Point-per-instance localization data:
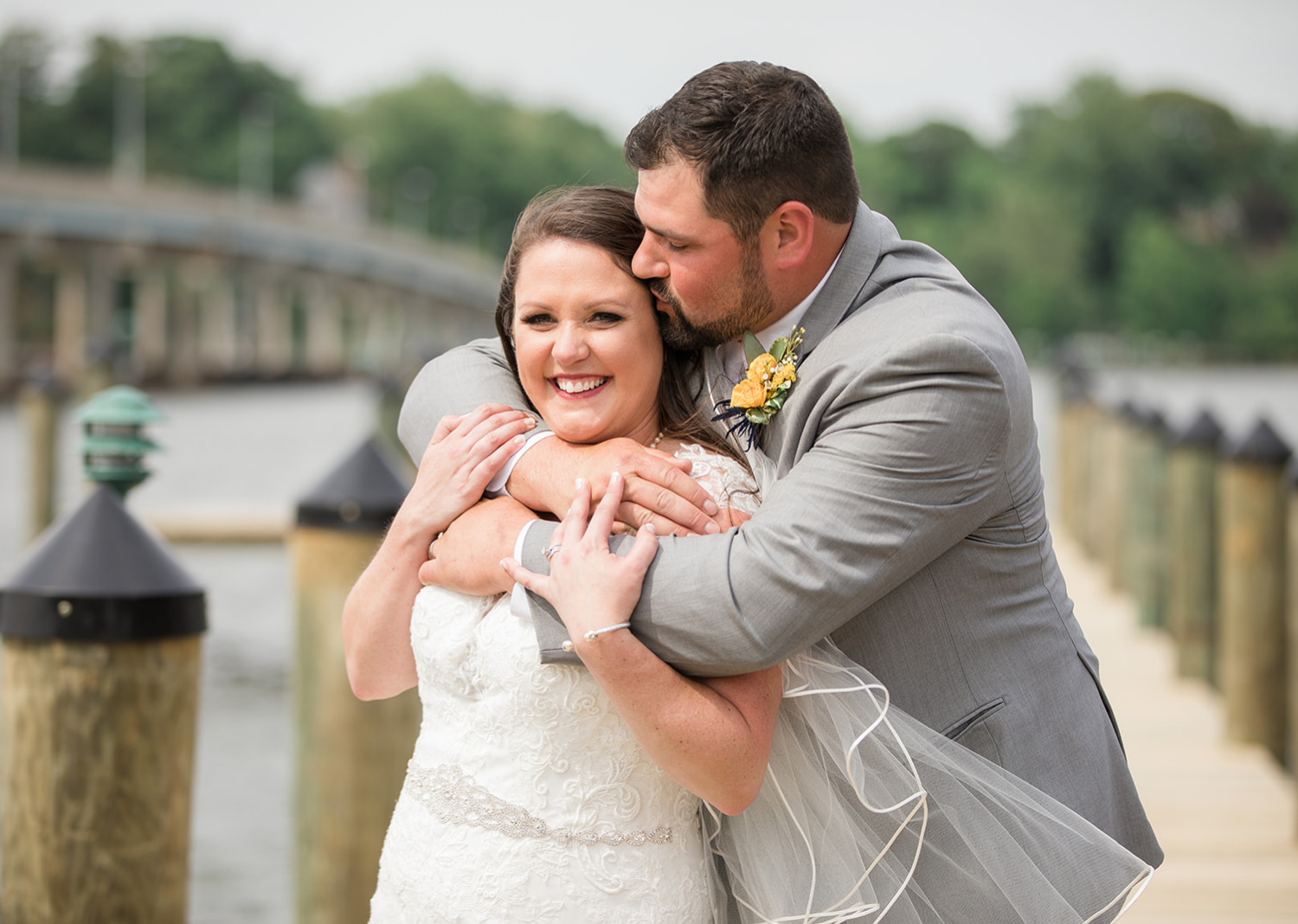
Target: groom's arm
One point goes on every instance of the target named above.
(659, 487)
(908, 459)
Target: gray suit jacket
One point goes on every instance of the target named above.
(908, 524)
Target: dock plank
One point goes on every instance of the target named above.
(1224, 812)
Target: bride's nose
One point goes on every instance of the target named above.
(570, 344)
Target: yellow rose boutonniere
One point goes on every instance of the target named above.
(760, 395)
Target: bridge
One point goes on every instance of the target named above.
(177, 285)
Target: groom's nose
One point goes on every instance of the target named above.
(648, 262)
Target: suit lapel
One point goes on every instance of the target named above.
(844, 290)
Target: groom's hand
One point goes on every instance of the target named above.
(659, 487)
(466, 557)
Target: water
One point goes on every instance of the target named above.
(1237, 396)
(257, 449)
(262, 446)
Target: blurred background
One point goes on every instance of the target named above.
(270, 215)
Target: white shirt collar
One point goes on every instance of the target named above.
(732, 352)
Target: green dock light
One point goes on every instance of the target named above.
(114, 444)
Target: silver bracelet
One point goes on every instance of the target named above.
(594, 633)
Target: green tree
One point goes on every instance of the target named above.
(199, 101)
(449, 161)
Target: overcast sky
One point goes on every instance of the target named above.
(888, 65)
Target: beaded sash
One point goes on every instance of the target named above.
(453, 797)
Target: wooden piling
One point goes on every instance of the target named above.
(1072, 470)
(1292, 597)
(99, 687)
(1192, 568)
(1147, 552)
(1116, 493)
(38, 407)
(350, 754)
(1251, 552)
(96, 773)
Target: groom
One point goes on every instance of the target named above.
(908, 522)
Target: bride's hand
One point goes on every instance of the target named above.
(589, 586)
(462, 456)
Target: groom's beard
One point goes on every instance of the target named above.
(755, 304)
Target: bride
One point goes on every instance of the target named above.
(558, 793)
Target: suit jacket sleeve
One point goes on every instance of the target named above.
(454, 383)
(895, 459)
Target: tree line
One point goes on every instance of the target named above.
(1144, 215)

Exercise brief
Omitting the pictures, copy each record above exactly as it stands.

Task solution
Target: groom's arm
One point goes on every instance of the target named above.
(659, 487)
(908, 459)
Target: gray suit jacket
One point goes on every instance of the target named above.
(908, 524)
Target: dock plank
One point goes on every instance of the target named above.
(1224, 812)
Target: bride's nose
One point goes on every instance of the target named above.
(570, 344)
Target: yellow rose boutonniere
One point goes on every instance of the target named above.
(760, 395)
Target: bridge
One point goes on every instance of the target named above.
(177, 285)
Target: groom's nose
One point goes on every instance of the target named above.
(648, 262)
Target: suit lapel
One point goes on every instance of the target named above.
(844, 290)
Target: groom's hand
One point goes on every instance of the target named above.
(659, 487)
(466, 557)
Target: water
One point goes on every instance of the target named above.
(1237, 396)
(257, 449)
(262, 446)
Target: blurred background
One point goes on every instance of the target named above.
(270, 215)
Target: white shirt collar
One point goes on every instance of the target named above.
(732, 352)
Target: green dock light
One point goes on every instance of the target named above.
(114, 444)
Target: silver bracelet
One point goes on every instance of the target named above.
(594, 633)
Target: green tree
One point goes on every instance of the target named above.
(199, 101)
(449, 161)
Target: overcast sky
One point goes on every instance of the target named above.
(888, 65)
Target: beaded sash
One point goes on every instance of the target named above.
(453, 797)
Target: wooden piling
One point goes on every instance of the target named above.
(1072, 470)
(1292, 597)
(99, 687)
(1192, 568)
(1147, 552)
(1116, 493)
(38, 407)
(350, 754)
(1251, 552)
(96, 773)
Target: groom
One point goes on every instance of the target named above.
(908, 522)
Target: bride's hand
One point goes on every instance of the target named above.
(589, 586)
(462, 456)
Target: groom's beard
One point goes on every instance of the target named above.
(755, 304)
Target: bride
One point goes on every instance of the target named above.
(558, 793)
Target: suit jacket sleeve
One point goes on every instance of the target named above.
(454, 383)
(895, 459)
Target: tree line
One point goes on every instance of the target named above.
(1144, 215)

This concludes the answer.